=== Task goal ===
List each line of the items below that contains the word "green". Copy every such line in full.

=== Source material ===
^^^^^^^^^^^^^^^^

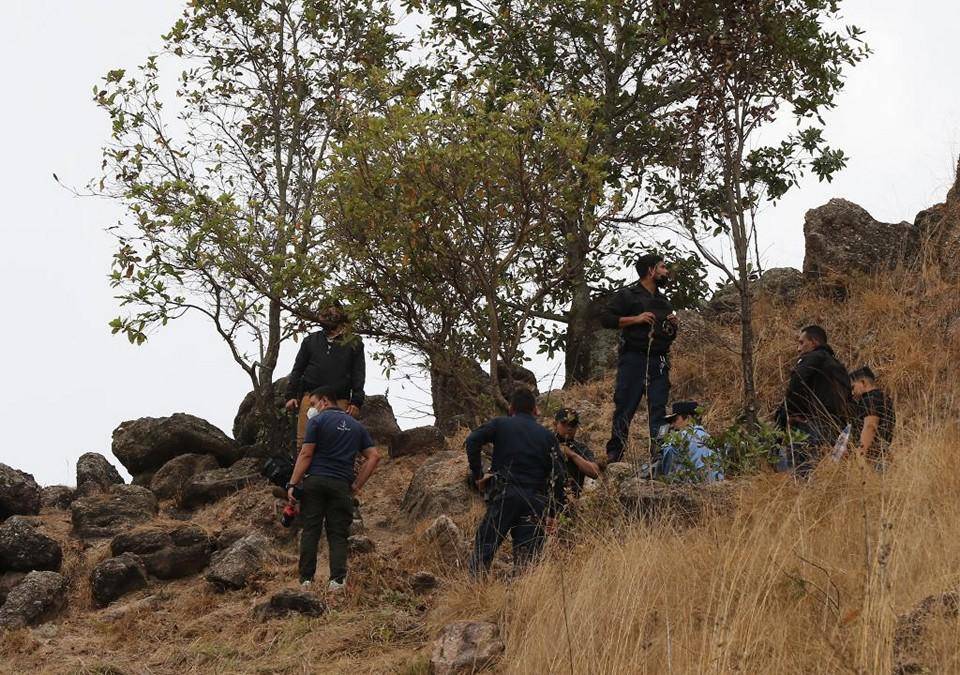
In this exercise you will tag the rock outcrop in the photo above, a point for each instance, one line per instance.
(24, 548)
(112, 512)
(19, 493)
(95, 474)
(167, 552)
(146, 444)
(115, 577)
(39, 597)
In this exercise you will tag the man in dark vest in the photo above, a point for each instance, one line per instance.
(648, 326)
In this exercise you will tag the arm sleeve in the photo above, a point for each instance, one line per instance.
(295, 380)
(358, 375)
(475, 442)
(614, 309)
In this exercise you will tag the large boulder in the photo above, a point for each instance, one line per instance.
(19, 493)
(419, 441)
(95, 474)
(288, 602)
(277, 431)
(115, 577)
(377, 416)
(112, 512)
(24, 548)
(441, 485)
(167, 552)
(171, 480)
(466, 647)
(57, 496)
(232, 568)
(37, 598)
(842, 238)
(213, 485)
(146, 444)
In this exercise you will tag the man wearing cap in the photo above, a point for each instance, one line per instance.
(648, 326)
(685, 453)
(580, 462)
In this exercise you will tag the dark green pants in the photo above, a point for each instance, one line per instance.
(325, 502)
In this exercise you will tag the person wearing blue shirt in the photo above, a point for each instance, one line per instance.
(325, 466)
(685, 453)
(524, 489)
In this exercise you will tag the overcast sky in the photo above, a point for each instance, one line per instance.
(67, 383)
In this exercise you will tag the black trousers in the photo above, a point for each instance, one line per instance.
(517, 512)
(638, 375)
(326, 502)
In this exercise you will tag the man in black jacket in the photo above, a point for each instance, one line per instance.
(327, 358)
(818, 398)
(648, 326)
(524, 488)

^^^^^^^^^^^^^^^^

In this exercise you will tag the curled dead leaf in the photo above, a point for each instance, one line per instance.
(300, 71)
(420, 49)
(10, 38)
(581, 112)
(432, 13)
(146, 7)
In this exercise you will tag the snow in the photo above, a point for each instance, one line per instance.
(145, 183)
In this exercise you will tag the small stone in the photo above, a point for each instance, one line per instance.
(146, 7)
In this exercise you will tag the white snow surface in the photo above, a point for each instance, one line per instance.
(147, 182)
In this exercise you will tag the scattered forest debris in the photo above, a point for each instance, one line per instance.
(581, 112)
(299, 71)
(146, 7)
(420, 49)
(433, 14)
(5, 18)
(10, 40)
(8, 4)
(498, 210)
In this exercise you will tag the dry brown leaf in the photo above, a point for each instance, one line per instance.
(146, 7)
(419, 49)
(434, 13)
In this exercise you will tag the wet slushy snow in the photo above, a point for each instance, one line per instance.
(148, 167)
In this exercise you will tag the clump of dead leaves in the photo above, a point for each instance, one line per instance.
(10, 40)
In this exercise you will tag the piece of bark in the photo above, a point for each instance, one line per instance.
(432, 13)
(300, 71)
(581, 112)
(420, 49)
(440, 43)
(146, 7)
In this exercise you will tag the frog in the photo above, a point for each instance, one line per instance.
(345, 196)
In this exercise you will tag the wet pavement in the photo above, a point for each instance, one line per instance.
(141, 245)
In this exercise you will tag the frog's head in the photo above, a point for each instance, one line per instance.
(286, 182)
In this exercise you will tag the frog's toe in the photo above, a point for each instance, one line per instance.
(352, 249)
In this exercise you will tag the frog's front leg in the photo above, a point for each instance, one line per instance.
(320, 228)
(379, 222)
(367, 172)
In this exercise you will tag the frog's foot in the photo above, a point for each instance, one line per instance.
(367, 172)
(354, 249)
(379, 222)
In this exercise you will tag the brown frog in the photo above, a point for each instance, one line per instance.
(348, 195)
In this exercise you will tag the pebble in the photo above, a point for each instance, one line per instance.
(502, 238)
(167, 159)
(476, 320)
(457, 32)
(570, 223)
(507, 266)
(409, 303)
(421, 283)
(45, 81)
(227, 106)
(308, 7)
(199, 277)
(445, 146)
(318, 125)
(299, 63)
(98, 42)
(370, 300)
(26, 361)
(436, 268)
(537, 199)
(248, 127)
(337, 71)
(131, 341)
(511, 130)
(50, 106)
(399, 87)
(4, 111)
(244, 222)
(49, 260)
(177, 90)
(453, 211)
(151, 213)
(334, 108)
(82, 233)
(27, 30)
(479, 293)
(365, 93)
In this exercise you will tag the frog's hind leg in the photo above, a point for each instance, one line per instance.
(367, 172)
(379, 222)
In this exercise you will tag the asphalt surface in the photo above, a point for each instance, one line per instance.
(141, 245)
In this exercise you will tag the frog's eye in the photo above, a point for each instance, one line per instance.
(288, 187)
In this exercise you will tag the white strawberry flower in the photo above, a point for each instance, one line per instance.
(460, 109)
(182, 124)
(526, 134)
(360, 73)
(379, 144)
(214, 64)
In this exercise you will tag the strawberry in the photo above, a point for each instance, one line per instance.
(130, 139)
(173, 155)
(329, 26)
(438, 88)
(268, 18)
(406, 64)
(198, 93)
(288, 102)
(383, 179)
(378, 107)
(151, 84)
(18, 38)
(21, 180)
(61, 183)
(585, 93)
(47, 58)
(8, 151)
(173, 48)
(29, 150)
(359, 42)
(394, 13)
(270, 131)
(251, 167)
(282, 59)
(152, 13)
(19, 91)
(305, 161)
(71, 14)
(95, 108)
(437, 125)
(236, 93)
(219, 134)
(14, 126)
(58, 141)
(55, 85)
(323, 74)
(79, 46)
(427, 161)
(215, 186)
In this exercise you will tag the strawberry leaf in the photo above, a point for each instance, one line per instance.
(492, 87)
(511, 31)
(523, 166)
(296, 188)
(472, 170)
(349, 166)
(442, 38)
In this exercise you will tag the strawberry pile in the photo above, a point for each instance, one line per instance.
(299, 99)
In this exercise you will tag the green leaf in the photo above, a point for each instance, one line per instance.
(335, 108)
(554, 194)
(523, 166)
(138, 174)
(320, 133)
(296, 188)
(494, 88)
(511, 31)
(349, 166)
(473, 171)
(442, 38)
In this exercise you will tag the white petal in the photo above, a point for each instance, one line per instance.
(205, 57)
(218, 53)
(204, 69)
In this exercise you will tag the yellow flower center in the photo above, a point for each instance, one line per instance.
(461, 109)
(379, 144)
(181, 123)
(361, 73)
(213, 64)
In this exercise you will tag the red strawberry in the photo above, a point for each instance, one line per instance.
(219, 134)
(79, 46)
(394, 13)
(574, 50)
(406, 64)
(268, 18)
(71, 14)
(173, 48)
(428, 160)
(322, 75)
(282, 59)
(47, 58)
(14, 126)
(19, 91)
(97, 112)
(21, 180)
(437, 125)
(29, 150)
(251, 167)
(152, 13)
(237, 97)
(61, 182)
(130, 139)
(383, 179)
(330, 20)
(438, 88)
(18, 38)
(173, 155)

^^^^^^^^^^^^^^^^

=== Answer below ===
In this exercise you will tag the dark green pants in the photo above, a point for each instance, one line per instance.
In this exercise you will tag the green leaf in the photo above, a point for each instance, one line per instance.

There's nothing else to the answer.